━━━━━ Excerpt provided
The joy of having a baseball team
Having long had a soft spot for the Pirates, they've finally become my team
Let’s talk World Series.
Top three I lived and died with.
Go.
• Maybe the Reds and Red Sox, ’75, wasn’t my first sports memory.
All right, I looked it up and it turns out I remember Sports Illustrated’s 1975 College Football Preview cover, Oklahoma chosen to win it all again, arriving a month before the series.
But it’s just a cover.
Television’s pictures moved.
Nor can one be all-in emotionally on a magazine cover taking a moment to digest, when a World Series over almost two October weeks becomes your whole life.
So, yeah — officially — the Big Red Machine on one side and Jerry Remy, Rick Burleson, Dwight Evans, Yaz, Fred Lynn, Luis Tiant and Carlton Fisk waving his home run fair on the other remains my first sports memory.
• After that, ’91, Braves and Twins.
By that time, true story, I might have been 700 watched games into my full-on love for Atlanta’s baseball team.
Game 7 brought the worst moment of my up-to-then lifetime of sports fandom, when Lonnie Smith — “Lightning” Lonnie for you 1970s All Sports Stadium aficionados — perhaps because he lost the ball in the Metrodome’s white ceiling, paused rounding second base on Terry Pendleton’s left-field wall shot no Twin outfielder had a chance of catching.
━━━━━━━━━━
━━━━━ Entries provided
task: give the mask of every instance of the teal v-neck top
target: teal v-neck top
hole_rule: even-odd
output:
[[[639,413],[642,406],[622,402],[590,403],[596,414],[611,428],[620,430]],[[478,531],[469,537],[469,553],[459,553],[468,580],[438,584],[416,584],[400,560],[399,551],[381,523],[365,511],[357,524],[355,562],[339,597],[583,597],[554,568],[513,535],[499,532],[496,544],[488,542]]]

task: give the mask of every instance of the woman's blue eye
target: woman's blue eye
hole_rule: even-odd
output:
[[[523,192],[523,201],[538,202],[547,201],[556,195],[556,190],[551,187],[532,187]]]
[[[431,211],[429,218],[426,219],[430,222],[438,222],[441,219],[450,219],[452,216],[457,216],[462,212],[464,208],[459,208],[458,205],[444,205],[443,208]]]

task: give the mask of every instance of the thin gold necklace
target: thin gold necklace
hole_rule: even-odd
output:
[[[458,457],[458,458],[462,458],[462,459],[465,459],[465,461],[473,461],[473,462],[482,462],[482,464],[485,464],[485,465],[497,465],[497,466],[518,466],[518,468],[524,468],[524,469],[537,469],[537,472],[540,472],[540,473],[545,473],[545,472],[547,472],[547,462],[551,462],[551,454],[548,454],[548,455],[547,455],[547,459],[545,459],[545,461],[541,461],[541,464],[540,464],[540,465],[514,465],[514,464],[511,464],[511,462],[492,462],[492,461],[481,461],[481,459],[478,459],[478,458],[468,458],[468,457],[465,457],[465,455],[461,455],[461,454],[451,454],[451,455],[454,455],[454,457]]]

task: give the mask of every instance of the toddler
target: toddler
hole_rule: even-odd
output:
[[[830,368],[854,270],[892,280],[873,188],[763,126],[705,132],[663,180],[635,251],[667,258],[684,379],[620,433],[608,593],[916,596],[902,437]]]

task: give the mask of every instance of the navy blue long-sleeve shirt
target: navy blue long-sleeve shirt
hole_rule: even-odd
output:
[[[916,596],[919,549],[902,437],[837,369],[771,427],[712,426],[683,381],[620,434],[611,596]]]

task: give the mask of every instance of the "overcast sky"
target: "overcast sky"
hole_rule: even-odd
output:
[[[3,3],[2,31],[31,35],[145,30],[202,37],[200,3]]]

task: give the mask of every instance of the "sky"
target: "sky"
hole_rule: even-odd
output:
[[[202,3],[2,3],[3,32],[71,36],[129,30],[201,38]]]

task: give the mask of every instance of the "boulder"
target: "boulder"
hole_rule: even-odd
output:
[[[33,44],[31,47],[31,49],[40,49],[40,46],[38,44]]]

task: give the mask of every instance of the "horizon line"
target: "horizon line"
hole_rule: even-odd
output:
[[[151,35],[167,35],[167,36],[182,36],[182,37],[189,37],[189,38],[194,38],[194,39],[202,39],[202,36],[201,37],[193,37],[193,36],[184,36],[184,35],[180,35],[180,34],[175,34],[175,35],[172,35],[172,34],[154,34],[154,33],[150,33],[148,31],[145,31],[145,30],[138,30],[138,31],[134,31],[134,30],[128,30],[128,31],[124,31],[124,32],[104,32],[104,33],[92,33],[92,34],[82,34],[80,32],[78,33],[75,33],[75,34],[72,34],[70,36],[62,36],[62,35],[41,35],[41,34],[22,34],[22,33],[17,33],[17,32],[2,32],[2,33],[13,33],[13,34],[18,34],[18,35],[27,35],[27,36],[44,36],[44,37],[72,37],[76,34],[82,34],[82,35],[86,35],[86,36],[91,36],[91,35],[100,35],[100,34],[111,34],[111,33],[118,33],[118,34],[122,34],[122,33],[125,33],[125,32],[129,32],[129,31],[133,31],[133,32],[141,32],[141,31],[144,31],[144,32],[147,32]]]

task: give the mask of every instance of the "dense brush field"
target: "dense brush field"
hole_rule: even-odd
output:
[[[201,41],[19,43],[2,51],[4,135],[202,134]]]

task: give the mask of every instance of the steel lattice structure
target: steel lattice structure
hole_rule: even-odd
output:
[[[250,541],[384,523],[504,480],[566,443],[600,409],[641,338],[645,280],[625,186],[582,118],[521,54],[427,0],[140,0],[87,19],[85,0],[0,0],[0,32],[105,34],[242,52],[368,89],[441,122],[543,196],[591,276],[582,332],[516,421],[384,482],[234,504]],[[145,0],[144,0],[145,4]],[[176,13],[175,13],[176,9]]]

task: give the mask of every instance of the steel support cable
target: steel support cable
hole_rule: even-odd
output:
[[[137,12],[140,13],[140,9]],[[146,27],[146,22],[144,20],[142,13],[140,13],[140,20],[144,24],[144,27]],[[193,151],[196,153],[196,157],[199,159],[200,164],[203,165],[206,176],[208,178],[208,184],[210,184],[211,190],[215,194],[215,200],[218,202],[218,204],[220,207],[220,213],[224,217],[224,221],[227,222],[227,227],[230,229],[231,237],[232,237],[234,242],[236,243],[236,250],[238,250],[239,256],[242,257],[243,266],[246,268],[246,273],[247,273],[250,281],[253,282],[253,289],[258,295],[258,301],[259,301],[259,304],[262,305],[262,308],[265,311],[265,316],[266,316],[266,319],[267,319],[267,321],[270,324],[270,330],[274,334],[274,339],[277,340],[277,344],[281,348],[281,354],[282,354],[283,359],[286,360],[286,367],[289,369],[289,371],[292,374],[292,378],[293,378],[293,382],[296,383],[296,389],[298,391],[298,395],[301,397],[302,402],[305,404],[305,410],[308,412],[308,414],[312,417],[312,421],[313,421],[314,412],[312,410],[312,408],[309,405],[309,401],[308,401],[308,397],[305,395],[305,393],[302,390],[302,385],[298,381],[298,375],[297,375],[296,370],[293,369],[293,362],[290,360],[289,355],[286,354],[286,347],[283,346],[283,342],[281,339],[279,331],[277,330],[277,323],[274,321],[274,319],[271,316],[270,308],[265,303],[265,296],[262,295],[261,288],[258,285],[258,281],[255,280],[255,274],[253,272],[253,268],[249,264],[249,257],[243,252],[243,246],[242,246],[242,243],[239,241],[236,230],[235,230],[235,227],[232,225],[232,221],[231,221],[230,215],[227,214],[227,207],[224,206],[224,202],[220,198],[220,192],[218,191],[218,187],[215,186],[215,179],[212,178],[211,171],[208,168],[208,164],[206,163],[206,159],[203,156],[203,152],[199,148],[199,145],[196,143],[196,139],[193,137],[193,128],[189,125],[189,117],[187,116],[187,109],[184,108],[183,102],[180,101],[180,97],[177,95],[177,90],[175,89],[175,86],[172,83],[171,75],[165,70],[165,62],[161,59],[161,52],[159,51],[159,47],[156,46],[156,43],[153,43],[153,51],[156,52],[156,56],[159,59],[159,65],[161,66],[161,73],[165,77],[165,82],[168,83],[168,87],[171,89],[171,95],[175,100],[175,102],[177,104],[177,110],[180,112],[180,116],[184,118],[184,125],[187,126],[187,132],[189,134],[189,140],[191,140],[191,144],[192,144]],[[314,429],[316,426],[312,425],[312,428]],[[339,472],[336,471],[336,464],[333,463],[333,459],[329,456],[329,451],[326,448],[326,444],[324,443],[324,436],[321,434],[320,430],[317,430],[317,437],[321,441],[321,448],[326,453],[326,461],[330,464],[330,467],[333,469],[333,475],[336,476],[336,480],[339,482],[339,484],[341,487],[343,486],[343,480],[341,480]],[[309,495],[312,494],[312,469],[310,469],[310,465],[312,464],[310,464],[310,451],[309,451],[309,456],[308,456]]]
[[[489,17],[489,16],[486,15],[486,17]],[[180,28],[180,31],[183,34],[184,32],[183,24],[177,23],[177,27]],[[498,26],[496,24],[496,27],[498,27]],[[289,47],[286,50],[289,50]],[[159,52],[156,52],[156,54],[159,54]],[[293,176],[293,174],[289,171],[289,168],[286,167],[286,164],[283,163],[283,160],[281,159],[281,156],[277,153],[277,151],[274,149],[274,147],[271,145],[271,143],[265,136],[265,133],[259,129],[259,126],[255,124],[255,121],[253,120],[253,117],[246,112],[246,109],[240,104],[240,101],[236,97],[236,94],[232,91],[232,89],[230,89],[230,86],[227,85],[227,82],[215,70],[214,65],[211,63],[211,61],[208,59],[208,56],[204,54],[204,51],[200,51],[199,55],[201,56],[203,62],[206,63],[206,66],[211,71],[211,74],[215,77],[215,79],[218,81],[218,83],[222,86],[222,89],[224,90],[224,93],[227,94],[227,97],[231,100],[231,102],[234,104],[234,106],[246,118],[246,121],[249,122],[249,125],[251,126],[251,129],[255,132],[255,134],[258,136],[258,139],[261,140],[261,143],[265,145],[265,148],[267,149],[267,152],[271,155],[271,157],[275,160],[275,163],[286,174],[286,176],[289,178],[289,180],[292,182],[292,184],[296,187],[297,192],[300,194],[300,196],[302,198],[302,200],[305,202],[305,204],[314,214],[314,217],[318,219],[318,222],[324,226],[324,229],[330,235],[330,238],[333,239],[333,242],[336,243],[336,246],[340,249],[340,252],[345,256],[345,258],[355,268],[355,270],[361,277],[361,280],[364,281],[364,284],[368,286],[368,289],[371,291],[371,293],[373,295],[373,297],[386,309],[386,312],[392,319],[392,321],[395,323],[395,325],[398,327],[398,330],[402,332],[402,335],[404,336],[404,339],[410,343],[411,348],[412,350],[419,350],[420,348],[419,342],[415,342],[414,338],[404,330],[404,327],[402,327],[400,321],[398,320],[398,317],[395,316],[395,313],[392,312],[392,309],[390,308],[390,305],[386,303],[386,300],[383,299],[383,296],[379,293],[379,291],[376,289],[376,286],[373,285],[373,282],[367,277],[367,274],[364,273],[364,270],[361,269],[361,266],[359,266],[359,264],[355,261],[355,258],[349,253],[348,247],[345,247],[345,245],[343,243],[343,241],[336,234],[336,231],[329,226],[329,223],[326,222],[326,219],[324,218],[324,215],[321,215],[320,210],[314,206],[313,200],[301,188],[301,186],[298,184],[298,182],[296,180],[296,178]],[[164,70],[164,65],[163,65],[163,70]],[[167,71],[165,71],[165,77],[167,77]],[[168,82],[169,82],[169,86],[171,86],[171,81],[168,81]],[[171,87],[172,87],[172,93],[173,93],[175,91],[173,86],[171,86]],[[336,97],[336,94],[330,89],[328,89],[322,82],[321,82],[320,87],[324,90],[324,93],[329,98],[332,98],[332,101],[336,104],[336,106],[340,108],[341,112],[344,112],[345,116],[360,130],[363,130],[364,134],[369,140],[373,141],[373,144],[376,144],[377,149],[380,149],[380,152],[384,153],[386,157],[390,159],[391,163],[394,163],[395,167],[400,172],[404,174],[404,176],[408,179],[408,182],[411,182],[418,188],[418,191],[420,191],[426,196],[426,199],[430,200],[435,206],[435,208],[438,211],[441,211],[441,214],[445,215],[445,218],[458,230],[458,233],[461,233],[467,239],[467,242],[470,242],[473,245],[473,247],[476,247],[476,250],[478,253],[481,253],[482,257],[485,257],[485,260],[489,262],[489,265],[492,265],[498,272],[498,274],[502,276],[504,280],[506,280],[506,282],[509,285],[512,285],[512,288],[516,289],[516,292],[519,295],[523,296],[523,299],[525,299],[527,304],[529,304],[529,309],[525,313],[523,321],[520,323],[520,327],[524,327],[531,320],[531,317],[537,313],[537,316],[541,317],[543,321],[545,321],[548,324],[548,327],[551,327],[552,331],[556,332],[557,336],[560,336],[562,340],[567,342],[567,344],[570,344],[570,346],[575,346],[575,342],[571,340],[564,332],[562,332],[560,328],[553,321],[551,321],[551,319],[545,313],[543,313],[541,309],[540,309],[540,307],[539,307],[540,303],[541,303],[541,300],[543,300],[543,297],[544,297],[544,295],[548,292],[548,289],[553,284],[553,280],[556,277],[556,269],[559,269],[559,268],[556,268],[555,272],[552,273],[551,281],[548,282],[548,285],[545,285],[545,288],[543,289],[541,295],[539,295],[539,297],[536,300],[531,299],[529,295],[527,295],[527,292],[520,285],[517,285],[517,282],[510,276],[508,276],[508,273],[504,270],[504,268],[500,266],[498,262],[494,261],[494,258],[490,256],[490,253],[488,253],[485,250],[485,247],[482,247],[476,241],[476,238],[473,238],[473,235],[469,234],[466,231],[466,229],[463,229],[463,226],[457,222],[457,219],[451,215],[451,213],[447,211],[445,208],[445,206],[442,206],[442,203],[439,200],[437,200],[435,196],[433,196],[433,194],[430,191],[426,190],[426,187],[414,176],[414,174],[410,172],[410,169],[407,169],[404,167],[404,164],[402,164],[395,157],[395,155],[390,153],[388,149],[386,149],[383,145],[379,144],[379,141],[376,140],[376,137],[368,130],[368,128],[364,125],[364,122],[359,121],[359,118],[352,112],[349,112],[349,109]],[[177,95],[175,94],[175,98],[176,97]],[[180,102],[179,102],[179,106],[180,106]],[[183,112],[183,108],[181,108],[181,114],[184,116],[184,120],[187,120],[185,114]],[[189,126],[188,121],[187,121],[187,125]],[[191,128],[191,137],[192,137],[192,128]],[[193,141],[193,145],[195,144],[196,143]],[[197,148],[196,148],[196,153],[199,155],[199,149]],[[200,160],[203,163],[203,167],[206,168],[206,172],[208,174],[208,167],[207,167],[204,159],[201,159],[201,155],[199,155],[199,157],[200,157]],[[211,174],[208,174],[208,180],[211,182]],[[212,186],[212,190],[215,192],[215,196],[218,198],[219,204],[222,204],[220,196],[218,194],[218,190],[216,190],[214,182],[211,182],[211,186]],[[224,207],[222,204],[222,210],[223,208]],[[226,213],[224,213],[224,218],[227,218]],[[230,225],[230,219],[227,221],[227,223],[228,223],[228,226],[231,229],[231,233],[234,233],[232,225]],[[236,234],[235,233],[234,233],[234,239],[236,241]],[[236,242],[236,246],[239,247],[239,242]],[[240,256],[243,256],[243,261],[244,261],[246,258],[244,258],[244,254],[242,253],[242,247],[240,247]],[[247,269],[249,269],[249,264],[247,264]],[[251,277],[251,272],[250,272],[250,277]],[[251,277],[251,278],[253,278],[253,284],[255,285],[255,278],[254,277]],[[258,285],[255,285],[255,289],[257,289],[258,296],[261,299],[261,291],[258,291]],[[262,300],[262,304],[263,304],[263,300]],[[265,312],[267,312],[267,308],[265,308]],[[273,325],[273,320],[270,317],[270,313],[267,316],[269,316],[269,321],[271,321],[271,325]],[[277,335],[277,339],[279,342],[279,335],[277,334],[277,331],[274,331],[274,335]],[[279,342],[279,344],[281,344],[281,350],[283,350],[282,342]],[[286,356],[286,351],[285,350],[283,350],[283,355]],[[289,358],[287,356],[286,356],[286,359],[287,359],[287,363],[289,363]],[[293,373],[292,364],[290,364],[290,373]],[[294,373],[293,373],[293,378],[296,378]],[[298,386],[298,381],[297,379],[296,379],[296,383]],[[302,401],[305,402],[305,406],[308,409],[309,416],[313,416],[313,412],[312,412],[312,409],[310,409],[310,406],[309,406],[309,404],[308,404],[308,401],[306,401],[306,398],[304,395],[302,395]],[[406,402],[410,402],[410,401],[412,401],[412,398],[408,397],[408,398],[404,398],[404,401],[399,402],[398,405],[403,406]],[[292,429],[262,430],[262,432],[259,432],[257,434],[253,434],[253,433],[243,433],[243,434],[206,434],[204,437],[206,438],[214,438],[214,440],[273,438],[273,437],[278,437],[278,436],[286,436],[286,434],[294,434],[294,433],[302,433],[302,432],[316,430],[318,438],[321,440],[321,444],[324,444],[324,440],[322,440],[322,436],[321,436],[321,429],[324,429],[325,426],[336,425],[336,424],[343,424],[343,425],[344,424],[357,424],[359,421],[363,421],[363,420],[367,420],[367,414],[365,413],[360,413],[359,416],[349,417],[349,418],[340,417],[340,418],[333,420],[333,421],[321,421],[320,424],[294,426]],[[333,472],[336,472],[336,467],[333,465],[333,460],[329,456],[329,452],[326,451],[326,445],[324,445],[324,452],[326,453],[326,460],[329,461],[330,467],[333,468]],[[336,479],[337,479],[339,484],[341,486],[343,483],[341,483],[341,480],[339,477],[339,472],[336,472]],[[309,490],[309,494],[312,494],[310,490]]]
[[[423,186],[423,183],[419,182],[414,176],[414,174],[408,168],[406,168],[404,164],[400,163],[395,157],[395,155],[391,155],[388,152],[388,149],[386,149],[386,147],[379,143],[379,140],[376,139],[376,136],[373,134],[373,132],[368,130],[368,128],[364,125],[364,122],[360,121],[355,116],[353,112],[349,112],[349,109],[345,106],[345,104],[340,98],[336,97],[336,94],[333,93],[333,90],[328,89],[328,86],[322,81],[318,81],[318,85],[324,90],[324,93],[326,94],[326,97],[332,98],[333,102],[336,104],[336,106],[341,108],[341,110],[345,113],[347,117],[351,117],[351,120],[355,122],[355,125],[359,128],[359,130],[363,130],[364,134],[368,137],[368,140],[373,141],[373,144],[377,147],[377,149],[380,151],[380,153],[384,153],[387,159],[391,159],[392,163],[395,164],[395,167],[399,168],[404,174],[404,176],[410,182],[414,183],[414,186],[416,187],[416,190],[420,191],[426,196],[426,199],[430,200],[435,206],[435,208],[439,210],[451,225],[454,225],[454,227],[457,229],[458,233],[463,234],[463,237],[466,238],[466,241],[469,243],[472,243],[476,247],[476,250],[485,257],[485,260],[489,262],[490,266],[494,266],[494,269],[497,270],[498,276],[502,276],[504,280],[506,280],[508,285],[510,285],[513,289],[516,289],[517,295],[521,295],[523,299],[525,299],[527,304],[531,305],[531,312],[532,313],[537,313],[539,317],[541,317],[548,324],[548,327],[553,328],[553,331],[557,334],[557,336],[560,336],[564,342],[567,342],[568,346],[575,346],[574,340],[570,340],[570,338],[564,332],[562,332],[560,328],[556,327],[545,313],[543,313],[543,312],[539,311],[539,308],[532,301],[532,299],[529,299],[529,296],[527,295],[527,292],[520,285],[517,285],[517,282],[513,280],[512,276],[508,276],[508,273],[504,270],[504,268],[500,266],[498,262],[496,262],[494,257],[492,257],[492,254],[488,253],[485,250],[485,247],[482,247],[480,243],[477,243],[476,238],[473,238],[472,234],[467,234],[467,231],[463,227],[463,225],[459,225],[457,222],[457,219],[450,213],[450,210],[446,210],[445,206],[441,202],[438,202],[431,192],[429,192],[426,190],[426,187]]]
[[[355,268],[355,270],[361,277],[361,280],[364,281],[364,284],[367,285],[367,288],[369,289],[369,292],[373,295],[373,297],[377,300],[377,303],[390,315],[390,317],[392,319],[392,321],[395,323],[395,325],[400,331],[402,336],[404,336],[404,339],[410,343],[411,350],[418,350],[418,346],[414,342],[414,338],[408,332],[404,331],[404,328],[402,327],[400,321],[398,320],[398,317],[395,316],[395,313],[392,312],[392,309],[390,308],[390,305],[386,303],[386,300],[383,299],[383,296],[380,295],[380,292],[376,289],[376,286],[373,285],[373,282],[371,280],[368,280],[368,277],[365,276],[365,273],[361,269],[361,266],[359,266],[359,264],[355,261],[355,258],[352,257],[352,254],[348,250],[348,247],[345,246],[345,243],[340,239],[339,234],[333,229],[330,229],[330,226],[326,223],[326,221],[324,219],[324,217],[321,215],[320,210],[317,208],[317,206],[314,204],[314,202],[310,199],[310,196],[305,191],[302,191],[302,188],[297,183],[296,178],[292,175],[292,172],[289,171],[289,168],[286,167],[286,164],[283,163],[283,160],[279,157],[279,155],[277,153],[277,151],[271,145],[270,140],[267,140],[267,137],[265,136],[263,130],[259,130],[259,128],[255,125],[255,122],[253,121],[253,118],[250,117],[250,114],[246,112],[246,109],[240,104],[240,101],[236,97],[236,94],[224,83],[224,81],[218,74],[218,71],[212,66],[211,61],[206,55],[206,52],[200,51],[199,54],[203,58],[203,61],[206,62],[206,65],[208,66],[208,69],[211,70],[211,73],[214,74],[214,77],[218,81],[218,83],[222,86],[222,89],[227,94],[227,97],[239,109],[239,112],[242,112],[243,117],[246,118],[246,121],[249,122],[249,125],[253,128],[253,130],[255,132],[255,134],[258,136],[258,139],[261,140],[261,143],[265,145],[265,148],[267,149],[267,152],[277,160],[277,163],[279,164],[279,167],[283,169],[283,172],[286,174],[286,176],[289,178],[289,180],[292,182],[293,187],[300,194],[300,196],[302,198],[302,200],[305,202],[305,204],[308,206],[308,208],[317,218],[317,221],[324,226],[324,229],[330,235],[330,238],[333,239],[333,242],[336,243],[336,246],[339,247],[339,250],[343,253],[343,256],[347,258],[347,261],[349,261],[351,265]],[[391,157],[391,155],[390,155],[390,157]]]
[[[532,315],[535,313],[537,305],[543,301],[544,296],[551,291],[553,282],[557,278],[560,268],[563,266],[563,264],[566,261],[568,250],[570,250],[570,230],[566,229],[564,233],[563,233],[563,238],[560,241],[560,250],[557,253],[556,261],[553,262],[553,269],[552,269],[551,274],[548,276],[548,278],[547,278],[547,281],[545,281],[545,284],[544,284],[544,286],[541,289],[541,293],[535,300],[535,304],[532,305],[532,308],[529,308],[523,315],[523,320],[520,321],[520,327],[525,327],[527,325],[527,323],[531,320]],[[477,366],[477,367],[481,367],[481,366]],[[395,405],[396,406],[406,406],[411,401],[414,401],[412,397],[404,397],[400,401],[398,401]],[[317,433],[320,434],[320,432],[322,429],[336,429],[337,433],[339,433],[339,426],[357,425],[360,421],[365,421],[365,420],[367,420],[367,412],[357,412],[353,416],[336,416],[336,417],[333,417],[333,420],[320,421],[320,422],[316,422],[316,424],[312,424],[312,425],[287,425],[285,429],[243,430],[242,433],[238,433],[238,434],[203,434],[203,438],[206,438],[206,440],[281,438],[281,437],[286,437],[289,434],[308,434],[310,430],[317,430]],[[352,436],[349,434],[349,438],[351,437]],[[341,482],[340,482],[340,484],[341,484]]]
━━━━━━━━━━
**Work to do**.
1. Decide whether each statement agrees with the piece on World Series memories, answering yes or no and quoting the words from it that settle the matter: (a) By 1991 the writer had perhaps watched 700 Atlanta games. (b) The 1991 World Series matched the Braves against the Yankees. (c) Lonnie Smith paused while rounding third base.
2. Resume the piece on World Series memories, picking up after its final sentence.

**Task-by-task results**.
1.
(a) Yes: "I might have been 700 watched games into my full-on love for Atlanta’s baseball team."
(b) No: "’91, Braves and Twins."
(c) No: "paused rounding second base on Terry Pendleton’s left-field wall shot"

2.
The pause left Smith at third base, not in the dugout having scored. There were still no outs but of course he was left stranded, costing the Braves the series and keeping Minnesota pitcher Jack Morris’ shutout on the table, one he picked up working 10 full innings, a performance he doesn’t reach Cooperstown without.
• After that, ’79, Pirates and Orioles.
Willie Stargell and Earl Weaver.
Chuck Tanner and Eddie Murray.
Between Stargell, Dave Parker, Bill Madlock and NL leading base stealer Omar Moreno, Pittsburgh appeared to have the offense.
In Dennis Martinez, Mike Flanagan, Steve Stone, Scott McGregor and the timelessly great Jim Palmer, Baltimore appeared to have the pitching.
I remember Stargell’s bat waggle most: like a wheel, turning vertical circles until the pitcher began to wind.
It became my waggle.
I don’t remember any Game 5 details, only that the Pirates won to pull within 3-2, games 6 and 7 waiting back in Baltimore and somehow I knew Pittsburgh couldn’t lose, that its momentum would carry.
It did.
John Candelaria and Kent Tekulve combined on a Game 6 shutout, before Stargell went 4 for 5 with a home run and two doubles in Game 7.
I’ve had an affinity for the Pirates — or as I often call them, the “Bucs,” because buccaneers are pirates and that’s what Braves play-by-play man Skip Caray called them and I thought it was cool 40 years ago and still think so now — ever since
That and you have to love what’s become their ballpark, now 23 years old, offering the best home-plate view in the bigs.
Take a look:
The cost of being a sportswriter, beyond piles of money you’ll never be paid, is losing your teams, because no longer do you engage emotionally with the games.
The NFL holds little for me.
I enjoy hockey enough to not need a team. Ditto for baseball, though, oddly, it’s the only sport I really miss having one. But I’ve found one this season and the Pirates are them.
RAISE THE JOLLY ROGER!!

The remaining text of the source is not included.